* [Activity] Transcribe every record below word for word.

Region pointing data:
* * * * * * * * *

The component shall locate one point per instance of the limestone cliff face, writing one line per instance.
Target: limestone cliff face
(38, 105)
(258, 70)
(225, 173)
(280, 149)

* * * * * * * * *

* [The completed task]
The component shall locate one point per instance of the limestone cliff face, writing one line per instance.
Target: limestone cliff face
(38, 105)
(258, 70)
(225, 173)
(280, 149)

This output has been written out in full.